__Reading text__:
+ + + + +

If students and teachers search the Web for "math homework help," you may be surprised by all of the free, constructively helpful sites that are available. Some of these useful online math resources include:
* Mrs. Glosser's Math Goodies (www.mathgoodies.com/homework) is a free bulletin-board Web site where students can post or e-mail homework questions to a "Web" teacher.
* QuickMath (www.quickmath.com) and Calc101.com (www.calc101.com) are automatic problem-solving sites that let students enter an expression and get an answer to math problems dealing with polynomial factoring, multiplication, long division, integration and differentiation.
* The Math Forum@Drexel's Ask Dr. Math (www.mathforum.org/dr.math) maintains a database of math problems with tutorial solutions that lets students search for problems similar to those on their homework.
* S.O.S. Mathematics (www.sosmath.com) acts as a hyperlinked math textbook. Students who have trouble following either the textbook explanation or their teacher's lecture can visit this site for an additional explanation of a difficult concept that they may need to understand in order to complete a homework assignment.

+ + + + +

Point annotation dataset records:
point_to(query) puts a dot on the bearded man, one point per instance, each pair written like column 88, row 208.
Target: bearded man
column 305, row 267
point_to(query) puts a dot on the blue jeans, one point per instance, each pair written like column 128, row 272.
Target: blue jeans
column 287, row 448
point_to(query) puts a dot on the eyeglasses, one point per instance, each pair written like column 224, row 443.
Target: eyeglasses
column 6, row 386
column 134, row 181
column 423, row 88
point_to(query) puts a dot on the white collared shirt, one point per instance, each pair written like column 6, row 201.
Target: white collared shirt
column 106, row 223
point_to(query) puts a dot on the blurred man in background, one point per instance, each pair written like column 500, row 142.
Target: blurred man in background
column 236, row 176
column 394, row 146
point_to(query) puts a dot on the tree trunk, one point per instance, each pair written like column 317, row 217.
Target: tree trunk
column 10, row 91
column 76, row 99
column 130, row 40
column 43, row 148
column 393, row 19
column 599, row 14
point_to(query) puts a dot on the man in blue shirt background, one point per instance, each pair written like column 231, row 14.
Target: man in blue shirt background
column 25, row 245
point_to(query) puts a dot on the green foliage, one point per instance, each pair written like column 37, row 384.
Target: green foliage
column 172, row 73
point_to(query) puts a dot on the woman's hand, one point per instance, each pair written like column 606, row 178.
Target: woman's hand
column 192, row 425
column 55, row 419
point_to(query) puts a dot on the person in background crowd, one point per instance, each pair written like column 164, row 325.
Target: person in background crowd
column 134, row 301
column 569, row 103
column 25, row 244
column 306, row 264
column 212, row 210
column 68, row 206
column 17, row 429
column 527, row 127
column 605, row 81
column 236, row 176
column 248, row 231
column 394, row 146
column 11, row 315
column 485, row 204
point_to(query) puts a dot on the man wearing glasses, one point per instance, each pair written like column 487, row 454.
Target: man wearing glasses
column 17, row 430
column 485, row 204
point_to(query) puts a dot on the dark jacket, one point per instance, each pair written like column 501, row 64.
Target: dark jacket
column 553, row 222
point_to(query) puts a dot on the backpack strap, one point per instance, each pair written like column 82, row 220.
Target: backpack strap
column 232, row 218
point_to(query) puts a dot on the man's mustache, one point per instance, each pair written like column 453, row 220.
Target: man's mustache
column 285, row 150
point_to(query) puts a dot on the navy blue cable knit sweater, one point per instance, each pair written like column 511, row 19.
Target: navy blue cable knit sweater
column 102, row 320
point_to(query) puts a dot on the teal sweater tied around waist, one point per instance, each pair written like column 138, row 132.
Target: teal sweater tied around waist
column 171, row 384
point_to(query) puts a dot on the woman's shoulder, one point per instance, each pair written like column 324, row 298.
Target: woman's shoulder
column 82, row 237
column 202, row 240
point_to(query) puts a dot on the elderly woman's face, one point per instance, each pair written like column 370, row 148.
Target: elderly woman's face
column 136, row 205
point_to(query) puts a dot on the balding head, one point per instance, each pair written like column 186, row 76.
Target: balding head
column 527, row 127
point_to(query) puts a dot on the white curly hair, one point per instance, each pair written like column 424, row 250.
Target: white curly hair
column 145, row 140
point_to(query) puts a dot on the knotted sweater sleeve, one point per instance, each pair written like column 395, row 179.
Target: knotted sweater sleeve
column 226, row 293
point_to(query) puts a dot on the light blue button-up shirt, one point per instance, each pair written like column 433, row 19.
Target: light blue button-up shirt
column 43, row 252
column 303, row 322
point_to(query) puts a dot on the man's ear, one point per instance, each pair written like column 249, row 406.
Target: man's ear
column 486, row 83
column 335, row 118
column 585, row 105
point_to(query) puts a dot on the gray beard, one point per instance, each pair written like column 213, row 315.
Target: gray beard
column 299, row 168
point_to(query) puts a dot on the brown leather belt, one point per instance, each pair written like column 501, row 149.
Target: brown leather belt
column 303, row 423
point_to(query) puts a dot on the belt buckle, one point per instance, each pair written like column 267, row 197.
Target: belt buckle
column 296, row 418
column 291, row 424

+ + + + +

__Jobs__:
A: Rewrite the passage in the text on math homework sites that starts with "If students and" and ends with "on their homework.", using "no-cost" wherever "free" appears.
B: List every web address given in the text on math homework sites.
The listing isn't needed for any of this.

__Full answers__:
A:
If students and teachers search the Web for "math homework help," you may be surprised by all of the no-cost, constructively helpful sites that are available. Some of these useful online math resources include:
* Mrs. Glosser's Math Goodies (www.mathgoodies.com/homework) is a no-cost bulletin-board Web site where students can post or e-mail homework questions to a "Web" teacher.
* QuickMath (www.quickmath.com) and Calc101.com (www.calc101.com) are automatic problem-solving sites that let students enter an expression and get an answer to math problems dealing with polynomial factoring, multiplication, long division, integration and differentiation.
* The Math Forum@Drexel's Ask Dr. Math (www.mathforum.org/dr.math) maintains a database of math problems with tutorial solutions that lets students search for problems similar to those on their homework.

B:
www.mathgoodies.com/homework
www.quickmath.com
www.calc101.com
www.mathforum.org/dr.math
www.sosmath.com